## Your goal
Would you output the listing below verbatim, from its very first line through the line that contains "point(55, 35)", with both of those lines included and the pictures left out?

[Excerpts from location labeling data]
------------------------

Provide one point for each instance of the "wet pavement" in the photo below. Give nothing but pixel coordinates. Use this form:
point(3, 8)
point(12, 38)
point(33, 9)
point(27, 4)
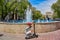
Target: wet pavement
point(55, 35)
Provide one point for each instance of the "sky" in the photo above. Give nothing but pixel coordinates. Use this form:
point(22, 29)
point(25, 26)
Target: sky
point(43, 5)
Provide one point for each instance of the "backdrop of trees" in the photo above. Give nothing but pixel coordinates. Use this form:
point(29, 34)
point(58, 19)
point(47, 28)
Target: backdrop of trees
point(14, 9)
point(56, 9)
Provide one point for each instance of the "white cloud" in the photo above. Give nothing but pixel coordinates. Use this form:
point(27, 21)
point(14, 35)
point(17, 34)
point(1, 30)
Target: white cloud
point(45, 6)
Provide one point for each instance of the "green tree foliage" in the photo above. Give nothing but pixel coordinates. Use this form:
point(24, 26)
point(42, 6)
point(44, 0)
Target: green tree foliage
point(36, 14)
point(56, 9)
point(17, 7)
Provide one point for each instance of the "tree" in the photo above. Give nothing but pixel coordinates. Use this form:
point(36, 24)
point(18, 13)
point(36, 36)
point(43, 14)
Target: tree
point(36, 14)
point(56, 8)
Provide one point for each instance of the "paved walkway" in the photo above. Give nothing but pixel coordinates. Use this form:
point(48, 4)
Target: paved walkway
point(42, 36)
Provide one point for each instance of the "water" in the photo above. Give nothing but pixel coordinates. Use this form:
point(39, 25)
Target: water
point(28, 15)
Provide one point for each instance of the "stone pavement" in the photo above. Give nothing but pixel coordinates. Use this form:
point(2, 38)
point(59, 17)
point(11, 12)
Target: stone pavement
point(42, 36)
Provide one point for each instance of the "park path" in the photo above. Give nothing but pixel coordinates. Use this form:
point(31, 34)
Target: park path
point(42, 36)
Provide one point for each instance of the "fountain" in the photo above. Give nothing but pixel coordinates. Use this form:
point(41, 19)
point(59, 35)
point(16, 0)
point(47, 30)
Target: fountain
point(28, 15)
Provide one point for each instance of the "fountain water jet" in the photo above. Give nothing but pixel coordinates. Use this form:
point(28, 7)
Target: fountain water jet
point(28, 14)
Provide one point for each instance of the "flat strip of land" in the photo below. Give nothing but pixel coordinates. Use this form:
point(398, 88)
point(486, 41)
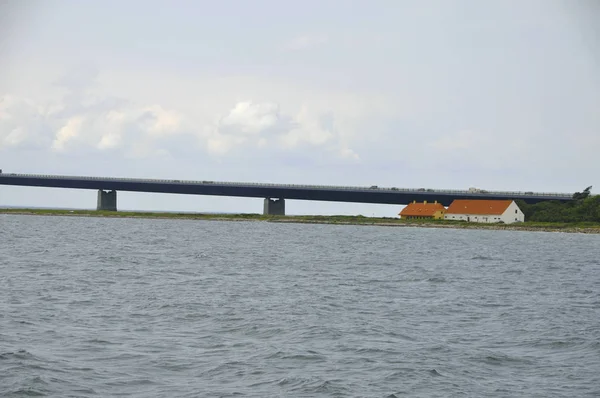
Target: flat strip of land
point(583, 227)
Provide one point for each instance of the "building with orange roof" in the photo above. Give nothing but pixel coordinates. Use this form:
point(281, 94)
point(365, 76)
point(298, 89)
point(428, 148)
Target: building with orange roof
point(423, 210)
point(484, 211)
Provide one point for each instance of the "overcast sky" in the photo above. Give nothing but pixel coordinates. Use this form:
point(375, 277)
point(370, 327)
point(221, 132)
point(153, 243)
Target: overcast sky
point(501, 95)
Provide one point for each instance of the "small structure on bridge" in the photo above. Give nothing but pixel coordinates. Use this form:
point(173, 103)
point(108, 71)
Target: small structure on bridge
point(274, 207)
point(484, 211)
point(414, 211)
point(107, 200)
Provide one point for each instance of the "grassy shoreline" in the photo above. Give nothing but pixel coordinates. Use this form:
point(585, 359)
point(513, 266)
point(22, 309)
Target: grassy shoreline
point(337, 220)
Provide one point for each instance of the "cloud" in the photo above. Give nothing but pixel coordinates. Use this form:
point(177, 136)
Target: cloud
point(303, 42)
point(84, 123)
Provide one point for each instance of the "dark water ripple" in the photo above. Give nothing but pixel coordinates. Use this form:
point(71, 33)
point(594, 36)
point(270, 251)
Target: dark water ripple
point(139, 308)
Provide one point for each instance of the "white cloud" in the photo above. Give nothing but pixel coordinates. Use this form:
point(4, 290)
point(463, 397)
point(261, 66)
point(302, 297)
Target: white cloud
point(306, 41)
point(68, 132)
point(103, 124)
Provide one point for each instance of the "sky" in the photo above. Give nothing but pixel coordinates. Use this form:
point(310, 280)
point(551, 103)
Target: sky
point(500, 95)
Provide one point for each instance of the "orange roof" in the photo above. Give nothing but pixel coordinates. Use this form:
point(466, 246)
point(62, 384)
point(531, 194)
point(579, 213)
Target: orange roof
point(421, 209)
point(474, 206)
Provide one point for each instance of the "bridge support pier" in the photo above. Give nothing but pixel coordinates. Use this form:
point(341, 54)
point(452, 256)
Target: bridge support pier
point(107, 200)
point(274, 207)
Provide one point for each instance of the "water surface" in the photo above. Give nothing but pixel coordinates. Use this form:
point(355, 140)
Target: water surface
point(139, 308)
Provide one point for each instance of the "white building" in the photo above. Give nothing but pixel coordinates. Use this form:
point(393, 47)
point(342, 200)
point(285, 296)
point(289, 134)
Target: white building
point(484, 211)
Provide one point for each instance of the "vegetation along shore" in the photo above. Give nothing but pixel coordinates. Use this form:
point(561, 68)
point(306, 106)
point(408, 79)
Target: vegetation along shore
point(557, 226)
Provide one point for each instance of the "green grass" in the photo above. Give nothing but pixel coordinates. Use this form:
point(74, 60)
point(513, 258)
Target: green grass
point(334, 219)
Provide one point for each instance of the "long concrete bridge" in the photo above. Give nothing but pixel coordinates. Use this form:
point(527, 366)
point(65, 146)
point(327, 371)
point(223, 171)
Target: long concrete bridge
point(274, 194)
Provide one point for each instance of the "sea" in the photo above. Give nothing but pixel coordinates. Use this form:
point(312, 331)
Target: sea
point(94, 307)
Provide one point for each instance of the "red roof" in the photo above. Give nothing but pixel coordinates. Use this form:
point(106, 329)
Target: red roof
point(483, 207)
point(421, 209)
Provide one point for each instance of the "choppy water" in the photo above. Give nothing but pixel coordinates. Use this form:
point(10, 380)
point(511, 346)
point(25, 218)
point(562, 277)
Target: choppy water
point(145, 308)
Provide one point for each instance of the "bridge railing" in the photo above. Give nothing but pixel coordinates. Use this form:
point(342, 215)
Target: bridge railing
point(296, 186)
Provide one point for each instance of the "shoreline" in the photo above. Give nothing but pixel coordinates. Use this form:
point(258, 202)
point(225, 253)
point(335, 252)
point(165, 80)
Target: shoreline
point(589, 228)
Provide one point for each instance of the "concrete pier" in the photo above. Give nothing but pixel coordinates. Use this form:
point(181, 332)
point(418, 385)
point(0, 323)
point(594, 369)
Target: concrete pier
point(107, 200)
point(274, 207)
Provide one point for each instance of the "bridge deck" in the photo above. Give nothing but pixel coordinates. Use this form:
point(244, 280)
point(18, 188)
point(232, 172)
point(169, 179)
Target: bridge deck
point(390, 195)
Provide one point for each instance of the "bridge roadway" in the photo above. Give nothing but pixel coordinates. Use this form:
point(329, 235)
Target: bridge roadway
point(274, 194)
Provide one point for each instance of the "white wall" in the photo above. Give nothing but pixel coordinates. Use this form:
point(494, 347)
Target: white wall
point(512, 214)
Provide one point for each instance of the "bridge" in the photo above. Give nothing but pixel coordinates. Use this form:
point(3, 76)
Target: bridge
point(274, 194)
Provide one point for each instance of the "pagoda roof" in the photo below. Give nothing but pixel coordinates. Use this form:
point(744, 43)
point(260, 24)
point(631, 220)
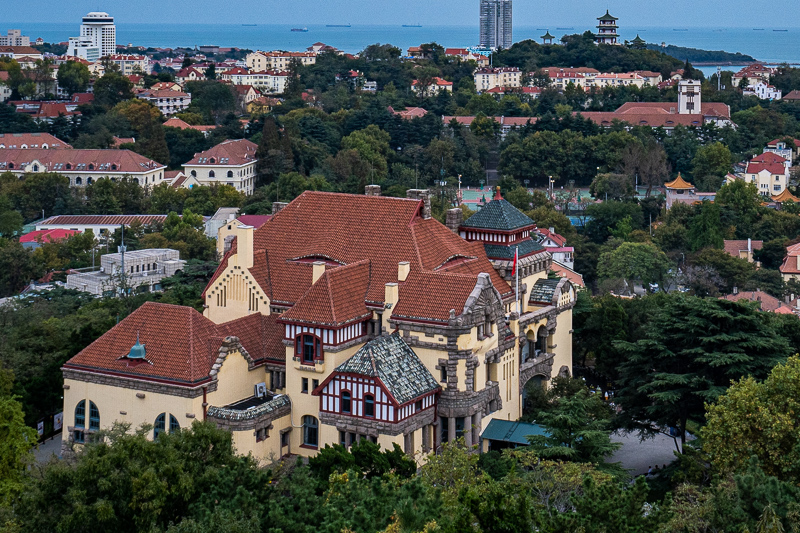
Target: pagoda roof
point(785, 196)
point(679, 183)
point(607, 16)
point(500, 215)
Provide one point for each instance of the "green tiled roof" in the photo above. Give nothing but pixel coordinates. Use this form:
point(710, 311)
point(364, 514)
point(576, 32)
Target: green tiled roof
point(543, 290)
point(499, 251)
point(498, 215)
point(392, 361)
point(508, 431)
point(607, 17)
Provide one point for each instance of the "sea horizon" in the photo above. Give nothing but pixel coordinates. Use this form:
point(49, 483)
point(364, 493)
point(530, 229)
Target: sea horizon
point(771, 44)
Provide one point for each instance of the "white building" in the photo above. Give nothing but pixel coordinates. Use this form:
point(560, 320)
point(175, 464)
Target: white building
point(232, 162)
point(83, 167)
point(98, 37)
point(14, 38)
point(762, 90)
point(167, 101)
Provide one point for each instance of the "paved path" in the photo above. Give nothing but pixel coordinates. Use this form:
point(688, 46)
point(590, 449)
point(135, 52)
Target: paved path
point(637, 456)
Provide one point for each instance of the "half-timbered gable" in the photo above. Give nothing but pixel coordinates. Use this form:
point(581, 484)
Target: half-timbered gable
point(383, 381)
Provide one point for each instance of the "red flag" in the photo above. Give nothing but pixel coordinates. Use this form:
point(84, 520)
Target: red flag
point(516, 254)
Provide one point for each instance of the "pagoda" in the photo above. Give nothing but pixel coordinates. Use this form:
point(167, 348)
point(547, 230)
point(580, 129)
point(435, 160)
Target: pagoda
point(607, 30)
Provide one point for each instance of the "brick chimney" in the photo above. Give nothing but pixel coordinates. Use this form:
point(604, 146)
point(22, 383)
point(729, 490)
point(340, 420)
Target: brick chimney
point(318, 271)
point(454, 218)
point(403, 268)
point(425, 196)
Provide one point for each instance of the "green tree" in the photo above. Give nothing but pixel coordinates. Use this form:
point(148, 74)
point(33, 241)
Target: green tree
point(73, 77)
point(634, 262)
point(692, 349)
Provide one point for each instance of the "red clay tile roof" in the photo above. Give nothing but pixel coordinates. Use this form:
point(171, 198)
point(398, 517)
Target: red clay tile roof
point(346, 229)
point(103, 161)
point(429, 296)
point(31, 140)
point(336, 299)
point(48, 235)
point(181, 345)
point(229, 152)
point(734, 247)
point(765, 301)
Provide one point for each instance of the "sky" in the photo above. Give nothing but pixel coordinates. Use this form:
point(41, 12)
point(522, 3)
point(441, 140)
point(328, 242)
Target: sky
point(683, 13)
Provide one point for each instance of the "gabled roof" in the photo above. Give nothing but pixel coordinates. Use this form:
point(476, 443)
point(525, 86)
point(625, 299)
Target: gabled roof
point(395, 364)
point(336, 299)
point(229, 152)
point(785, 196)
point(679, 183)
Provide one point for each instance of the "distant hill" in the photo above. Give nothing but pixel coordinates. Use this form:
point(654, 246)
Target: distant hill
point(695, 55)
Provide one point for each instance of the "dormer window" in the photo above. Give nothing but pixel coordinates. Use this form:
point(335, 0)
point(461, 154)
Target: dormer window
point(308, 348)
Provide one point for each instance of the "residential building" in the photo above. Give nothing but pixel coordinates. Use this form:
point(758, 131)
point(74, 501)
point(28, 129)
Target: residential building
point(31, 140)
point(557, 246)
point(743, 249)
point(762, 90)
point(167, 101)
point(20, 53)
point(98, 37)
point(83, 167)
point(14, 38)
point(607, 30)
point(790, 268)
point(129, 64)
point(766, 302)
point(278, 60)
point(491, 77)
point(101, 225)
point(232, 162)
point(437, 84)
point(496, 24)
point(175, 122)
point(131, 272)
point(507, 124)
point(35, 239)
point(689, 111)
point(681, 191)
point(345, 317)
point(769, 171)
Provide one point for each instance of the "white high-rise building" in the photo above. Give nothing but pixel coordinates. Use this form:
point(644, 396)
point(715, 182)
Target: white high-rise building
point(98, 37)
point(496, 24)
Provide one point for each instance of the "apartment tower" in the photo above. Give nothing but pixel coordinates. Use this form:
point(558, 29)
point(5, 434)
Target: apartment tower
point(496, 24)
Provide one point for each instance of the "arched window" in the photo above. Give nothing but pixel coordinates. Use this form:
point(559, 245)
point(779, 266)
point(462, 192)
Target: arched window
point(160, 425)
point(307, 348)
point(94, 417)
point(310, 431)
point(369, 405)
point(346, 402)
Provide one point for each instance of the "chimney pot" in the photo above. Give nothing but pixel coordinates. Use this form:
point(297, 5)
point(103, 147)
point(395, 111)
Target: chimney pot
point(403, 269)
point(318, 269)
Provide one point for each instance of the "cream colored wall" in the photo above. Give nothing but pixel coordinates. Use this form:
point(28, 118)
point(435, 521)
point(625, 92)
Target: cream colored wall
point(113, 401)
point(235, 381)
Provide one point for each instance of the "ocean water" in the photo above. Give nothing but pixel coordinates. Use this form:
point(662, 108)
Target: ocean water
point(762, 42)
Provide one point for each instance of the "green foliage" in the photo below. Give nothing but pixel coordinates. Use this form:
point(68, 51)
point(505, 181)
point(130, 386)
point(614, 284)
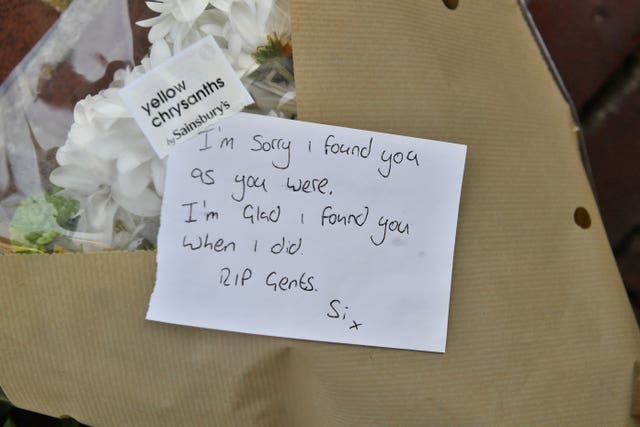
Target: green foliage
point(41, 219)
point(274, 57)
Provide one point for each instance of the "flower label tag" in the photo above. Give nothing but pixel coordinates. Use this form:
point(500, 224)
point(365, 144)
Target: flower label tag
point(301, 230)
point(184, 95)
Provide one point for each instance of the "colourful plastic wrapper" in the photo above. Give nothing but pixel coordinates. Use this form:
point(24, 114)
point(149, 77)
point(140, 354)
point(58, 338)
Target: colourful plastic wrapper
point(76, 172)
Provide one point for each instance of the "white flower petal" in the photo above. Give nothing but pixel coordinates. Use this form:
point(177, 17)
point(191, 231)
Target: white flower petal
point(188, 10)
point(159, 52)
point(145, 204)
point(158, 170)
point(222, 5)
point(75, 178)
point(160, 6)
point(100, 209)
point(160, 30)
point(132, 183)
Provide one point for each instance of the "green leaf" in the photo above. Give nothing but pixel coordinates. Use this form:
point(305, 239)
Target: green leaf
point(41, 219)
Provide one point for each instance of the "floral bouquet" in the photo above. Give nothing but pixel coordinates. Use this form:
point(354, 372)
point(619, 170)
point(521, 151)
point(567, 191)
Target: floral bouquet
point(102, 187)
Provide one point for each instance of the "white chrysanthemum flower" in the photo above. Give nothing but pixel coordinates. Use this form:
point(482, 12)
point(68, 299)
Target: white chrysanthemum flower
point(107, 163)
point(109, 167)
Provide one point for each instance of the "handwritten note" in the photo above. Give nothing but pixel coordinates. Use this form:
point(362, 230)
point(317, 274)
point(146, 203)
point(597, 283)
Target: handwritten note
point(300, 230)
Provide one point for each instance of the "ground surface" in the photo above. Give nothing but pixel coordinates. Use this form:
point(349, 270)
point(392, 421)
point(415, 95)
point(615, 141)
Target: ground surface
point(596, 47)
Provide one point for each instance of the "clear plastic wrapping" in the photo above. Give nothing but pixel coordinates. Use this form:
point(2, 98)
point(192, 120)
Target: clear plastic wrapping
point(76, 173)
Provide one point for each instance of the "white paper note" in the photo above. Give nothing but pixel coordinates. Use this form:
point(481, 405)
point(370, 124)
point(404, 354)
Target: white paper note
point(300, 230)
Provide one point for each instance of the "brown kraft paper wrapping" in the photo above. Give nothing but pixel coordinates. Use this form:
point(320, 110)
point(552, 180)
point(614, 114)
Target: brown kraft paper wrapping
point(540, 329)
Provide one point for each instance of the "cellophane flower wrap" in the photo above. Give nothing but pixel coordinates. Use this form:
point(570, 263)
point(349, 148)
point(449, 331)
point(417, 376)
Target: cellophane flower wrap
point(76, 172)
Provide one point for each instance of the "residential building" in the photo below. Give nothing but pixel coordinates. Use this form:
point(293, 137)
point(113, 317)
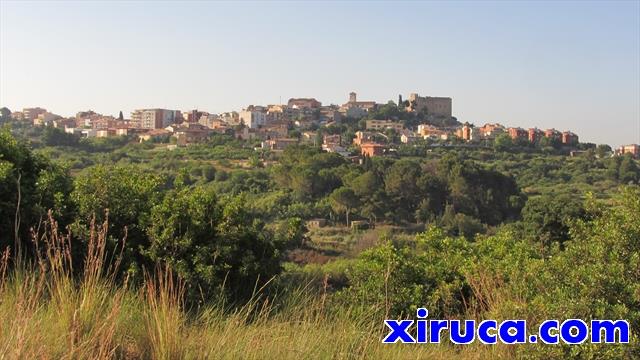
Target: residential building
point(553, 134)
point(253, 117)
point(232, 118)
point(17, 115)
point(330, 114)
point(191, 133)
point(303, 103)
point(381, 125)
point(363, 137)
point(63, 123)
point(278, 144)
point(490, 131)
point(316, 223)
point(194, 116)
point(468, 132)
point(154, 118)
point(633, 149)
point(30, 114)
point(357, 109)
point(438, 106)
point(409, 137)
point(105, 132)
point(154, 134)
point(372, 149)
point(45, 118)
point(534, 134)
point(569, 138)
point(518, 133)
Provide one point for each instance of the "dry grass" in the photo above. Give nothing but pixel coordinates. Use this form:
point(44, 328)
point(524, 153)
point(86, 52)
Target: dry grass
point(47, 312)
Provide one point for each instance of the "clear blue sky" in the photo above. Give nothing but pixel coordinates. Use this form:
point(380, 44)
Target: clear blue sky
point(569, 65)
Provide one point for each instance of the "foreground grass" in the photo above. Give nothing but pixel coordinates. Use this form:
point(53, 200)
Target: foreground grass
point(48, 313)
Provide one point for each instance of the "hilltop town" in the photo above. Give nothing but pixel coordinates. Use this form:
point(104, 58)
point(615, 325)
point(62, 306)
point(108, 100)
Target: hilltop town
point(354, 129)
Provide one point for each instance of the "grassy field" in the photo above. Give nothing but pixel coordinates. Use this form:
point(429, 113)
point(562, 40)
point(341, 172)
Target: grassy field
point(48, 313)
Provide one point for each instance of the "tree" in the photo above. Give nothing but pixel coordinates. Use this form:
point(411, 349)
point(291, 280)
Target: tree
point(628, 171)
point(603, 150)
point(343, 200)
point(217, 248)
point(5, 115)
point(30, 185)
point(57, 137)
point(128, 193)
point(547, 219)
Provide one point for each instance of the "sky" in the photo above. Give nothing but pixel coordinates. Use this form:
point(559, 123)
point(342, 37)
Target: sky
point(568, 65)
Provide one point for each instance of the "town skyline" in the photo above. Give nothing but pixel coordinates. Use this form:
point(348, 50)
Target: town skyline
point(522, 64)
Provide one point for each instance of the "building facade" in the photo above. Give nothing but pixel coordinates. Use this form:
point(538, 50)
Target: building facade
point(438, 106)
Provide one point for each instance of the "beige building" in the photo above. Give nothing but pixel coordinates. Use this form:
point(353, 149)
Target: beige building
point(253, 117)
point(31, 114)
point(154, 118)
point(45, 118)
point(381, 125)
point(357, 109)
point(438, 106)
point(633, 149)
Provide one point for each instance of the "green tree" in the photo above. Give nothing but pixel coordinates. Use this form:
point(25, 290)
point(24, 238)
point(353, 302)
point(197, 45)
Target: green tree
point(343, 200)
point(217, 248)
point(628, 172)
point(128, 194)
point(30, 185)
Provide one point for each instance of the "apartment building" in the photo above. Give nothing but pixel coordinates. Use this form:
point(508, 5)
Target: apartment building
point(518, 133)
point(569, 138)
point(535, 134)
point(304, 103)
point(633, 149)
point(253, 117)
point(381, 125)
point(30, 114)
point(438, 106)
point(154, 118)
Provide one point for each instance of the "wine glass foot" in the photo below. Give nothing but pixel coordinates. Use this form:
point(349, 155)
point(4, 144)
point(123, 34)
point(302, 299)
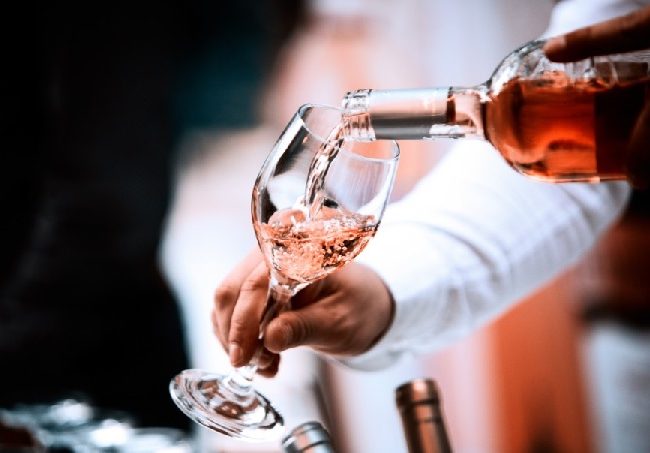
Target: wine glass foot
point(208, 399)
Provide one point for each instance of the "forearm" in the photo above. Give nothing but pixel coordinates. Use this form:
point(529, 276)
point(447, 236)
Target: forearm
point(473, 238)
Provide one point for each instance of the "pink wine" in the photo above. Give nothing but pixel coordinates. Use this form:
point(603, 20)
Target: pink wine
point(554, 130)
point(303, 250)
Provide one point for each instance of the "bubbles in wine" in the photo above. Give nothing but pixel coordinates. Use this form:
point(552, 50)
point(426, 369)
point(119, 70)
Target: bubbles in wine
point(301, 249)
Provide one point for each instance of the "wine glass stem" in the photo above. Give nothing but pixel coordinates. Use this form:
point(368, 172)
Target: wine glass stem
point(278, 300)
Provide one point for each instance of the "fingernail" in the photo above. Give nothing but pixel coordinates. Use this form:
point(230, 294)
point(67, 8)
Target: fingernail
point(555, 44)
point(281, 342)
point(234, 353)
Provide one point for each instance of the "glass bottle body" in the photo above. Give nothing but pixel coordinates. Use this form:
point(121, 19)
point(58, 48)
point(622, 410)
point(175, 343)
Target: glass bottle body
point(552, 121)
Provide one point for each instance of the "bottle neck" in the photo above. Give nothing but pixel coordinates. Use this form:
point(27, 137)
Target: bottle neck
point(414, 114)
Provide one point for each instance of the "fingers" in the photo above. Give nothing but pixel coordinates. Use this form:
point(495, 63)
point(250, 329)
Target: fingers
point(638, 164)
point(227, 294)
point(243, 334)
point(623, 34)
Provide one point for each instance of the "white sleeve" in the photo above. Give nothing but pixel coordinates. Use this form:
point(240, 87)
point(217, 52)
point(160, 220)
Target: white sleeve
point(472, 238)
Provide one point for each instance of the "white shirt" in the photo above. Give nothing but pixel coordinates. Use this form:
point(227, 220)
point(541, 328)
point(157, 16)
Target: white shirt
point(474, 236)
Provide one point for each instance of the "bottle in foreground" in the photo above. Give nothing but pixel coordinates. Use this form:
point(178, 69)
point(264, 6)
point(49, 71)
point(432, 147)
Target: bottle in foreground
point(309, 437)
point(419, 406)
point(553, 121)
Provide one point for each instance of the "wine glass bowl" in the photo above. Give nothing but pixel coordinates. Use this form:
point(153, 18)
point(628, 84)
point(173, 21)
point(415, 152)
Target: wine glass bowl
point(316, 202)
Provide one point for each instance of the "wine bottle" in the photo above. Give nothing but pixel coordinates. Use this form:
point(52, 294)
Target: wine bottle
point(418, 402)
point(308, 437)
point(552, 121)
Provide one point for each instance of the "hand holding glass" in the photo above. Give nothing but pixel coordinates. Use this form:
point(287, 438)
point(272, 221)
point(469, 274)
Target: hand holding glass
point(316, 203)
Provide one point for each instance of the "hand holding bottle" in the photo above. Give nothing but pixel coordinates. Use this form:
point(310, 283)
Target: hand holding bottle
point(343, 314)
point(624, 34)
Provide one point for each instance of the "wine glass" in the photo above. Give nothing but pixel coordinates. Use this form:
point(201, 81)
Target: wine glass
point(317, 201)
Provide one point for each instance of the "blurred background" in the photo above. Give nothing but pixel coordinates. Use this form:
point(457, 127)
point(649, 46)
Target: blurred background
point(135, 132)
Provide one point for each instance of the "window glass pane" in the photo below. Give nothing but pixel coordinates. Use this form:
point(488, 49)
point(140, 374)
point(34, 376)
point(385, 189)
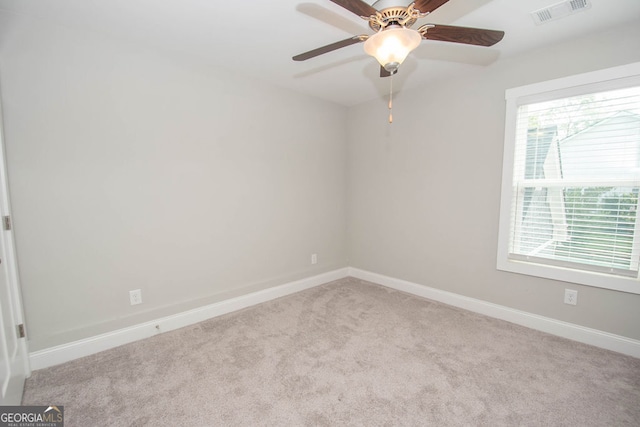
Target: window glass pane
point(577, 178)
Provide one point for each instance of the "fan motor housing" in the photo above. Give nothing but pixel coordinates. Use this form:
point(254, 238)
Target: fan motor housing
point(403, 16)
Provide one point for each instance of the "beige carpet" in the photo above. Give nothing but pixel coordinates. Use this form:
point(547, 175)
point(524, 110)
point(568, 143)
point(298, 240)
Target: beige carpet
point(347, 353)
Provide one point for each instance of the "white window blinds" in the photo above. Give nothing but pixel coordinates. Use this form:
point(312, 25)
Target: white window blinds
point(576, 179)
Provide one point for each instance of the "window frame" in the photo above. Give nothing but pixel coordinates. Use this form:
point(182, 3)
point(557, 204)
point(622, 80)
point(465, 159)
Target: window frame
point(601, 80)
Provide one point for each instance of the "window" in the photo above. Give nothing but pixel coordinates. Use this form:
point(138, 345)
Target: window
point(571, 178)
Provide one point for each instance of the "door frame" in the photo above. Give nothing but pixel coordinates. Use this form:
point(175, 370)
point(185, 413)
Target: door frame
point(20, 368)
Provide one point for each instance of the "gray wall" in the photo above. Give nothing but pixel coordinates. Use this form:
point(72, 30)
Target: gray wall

------------------------

## Exercise result
Provide one point for each instance of the "wet pavement" in the photo below. Give nothing but pixel coordinates. Use this form:
point(3, 8)
point(12, 38)
point(33, 9)
point(27, 4)
Target: wet pavement
point(55, 35)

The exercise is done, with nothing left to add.